» Given text
============
Mines chamber president retains his optimism

Mike Burke, the president of the Yukon Chamber of Mines,

By Chuck Tobin on November 24, 2016

Mike Burke, the president of the Yukon Chamber of Mines, is confident interest in the territory’s potential is alive and well.

The past summer’s purchase of Kaminak’s Coffee gold project by Goldcorp, one of the world’s major gold producers, didn’t hurt, he said Wednesday morning from a local hangar while waiting for his charter flight back to the bush.

Burke was acclaimed Tuesday to his second term as president at the chamber’s annual general meeting held during this week’s annual Yukon Geoscience Forum.

Burke said there are always a few of the major mining outfits sniffing around during the geoscience forum.

But there were a few new faces in town for this week’s 44th annual, he said, suggesting Goldcorp’s decision to move in has added a little lustre to the territory’s attractiveness.

Burke said there’s no burning issue confronting the industry.
============
» Data records
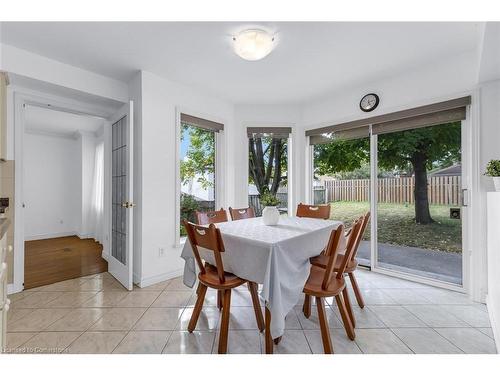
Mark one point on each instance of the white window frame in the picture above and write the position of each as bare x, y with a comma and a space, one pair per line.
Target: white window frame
290, 161
220, 152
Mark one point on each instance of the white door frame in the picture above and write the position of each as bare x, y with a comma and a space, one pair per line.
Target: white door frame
22, 98
122, 272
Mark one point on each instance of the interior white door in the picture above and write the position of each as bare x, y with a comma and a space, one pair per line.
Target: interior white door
120, 195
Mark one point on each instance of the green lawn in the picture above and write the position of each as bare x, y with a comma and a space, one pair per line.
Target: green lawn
396, 225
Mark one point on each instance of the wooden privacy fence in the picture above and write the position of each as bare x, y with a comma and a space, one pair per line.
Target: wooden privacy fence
444, 190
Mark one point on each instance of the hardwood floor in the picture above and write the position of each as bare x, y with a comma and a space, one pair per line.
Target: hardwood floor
57, 259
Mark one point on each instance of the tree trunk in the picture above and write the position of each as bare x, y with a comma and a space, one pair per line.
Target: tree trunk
422, 213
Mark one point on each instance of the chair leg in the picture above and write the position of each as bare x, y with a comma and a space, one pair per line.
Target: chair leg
220, 297
323, 323
348, 306
357, 292
269, 339
345, 317
226, 304
306, 308
202, 290
256, 305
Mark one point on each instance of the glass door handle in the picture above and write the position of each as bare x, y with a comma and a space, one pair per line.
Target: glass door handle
465, 197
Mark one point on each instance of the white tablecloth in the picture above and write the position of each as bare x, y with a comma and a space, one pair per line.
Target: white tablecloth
275, 256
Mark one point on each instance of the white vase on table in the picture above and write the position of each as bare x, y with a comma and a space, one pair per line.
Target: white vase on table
270, 215
496, 182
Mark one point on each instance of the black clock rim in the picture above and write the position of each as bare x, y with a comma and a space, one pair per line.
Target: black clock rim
377, 100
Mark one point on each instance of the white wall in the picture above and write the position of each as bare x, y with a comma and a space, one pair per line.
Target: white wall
28, 64
86, 153
489, 92
51, 189
493, 202
156, 175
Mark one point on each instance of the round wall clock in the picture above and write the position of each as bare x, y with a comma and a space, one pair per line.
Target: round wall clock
369, 102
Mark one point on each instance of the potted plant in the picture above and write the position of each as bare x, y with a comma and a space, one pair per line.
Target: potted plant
270, 213
493, 170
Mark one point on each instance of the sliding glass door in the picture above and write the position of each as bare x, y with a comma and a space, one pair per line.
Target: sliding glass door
341, 178
407, 169
418, 201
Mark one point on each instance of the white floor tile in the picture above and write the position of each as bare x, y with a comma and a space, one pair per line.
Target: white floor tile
434, 316
470, 340
183, 342
380, 341
341, 343
396, 316
143, 342
425, 341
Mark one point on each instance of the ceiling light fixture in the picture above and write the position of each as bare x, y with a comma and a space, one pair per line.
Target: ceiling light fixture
253, 44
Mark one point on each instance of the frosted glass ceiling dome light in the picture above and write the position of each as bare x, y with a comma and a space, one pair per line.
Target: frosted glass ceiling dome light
253, 44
============
» Exercise instructions
1. In the article about the Yukon Chamber of Mines president, translate this sentence into Spanish: "Burke said there’s no burning issue confronting the industry."
2. Reproduce the part of the article about the Yukon Chamber of Mines president starting at "The past summer’s" and ending at "the territory’s attractiveness.".

» Answers to the exercises
1. Burke dijo que la industria no enfrenta ningún problema apremiante.

2.
The past summer’s purchase of Kaminak’s Coffee gold project by Goldcorp, one of the world’s major gold producers, didn’t hurt, he said Wednesday morning from a local hangar while waiting for his charter flight back to the bush.

Burke was acclaimed Tuesday to his second term as president at the chamber’s annual general meeting held during this week’s annual Yukon Geoscience Forum.

Burke said there are always a few of the major mining outfits sniffing around during the geoscience forum.

But there were a few new faces in town for this week’s 44th annual, he said, suggesting Goldcorp’s decision to move in has added a little lustre to the territory’s attractiveness.